**Dataset content:**
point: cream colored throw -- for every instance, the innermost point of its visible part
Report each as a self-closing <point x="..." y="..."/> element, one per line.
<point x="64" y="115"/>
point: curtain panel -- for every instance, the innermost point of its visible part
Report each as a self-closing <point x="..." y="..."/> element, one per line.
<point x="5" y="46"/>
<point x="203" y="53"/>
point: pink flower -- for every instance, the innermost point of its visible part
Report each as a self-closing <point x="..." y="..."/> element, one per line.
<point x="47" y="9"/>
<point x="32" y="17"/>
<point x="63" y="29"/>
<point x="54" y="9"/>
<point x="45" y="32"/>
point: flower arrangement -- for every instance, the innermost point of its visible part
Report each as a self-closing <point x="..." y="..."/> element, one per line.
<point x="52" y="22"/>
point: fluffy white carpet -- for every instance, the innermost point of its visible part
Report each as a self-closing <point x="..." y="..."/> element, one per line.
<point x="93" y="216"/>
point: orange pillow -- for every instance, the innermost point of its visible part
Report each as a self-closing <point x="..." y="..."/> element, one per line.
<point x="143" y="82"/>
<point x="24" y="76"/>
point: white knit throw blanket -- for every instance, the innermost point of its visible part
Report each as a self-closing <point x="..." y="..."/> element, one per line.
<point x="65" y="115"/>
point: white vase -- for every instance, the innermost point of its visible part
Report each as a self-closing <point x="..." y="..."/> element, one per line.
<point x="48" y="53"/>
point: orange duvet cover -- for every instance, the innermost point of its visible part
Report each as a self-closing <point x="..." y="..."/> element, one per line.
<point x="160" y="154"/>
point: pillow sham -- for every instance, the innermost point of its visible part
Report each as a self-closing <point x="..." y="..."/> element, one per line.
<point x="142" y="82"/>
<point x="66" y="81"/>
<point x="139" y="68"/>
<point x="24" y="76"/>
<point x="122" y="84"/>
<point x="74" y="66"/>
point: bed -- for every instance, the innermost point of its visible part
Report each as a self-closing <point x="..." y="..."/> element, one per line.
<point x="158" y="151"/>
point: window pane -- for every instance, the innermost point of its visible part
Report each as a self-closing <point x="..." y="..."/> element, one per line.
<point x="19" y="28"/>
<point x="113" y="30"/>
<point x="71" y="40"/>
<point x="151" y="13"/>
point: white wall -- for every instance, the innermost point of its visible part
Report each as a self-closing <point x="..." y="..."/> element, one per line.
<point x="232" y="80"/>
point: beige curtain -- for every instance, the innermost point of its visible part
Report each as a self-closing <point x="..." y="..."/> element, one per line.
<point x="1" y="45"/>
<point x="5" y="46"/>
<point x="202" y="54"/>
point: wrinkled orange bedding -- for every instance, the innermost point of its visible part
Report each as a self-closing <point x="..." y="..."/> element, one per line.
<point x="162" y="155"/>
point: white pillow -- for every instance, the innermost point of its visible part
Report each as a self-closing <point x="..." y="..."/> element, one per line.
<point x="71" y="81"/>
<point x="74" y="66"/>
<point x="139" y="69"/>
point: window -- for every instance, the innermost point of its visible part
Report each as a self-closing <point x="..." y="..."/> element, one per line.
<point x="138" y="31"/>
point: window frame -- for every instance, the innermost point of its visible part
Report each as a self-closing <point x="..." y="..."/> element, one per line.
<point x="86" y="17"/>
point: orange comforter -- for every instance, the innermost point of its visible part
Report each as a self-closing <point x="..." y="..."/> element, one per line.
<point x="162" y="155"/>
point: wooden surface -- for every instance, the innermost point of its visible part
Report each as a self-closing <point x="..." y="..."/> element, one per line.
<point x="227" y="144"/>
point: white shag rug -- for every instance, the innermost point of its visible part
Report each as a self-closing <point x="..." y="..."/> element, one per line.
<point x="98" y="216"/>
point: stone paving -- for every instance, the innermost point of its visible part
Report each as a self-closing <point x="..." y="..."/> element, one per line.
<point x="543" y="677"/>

**Work instructions:**
From the line with "point: stone paving" to the final line of the entries above, return every line exactly as written.

**Answer space:**
point: stone paving -- for every instance, the innermost point of its visible part
Report each as a self-closing <point x="..." y="..."/> element, one per line.
<point x="543" y="677"/>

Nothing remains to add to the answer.